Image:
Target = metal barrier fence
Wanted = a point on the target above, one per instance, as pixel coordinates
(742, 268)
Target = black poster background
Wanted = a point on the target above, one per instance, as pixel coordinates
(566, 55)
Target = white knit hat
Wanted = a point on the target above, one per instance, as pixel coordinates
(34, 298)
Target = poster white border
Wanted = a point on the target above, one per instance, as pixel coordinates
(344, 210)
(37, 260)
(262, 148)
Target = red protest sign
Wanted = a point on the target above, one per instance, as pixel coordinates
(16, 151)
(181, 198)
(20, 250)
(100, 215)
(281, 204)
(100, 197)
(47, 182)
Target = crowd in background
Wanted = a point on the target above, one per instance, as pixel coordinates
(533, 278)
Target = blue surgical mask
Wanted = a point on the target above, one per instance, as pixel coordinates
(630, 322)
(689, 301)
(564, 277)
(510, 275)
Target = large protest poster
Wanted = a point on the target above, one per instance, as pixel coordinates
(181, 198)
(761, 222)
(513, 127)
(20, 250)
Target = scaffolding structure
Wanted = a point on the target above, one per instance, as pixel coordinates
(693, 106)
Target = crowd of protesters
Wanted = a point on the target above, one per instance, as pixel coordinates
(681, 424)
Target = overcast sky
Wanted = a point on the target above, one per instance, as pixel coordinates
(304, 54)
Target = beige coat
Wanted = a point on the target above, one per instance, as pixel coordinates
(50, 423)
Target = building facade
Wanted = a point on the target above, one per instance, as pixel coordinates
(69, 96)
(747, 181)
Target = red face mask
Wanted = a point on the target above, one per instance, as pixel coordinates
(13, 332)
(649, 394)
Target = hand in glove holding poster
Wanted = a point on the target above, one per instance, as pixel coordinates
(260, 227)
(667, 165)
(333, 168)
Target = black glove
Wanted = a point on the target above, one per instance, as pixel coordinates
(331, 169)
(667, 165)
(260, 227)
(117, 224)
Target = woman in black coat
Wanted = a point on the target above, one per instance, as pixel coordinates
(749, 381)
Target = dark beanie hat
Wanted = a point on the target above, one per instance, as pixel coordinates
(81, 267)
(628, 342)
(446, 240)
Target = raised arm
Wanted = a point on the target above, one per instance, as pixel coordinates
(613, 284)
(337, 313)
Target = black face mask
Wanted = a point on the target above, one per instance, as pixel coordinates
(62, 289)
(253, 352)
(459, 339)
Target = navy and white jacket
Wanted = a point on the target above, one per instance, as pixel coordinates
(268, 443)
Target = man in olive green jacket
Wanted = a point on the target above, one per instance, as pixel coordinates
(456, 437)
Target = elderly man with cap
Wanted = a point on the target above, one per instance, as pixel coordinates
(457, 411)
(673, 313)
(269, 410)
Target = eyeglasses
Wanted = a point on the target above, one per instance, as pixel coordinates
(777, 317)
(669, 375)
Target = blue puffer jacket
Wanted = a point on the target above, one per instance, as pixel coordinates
* * * * *
DESCRIPTION OF THE TASK: Copy, without any change, the lines above from the one containing "Target = eyeglasses" to the end, both ends included. Add nothing else.

SOLUTION TO THIS TASK:
Target = eyeglasses
Wanted = a point on the target above, one per instance, as pixel coordinates
(777, 317)
(669, 375)
Target = blue puffer jacket
Wanted = a point on the target above, one per instance, as pixel coordinates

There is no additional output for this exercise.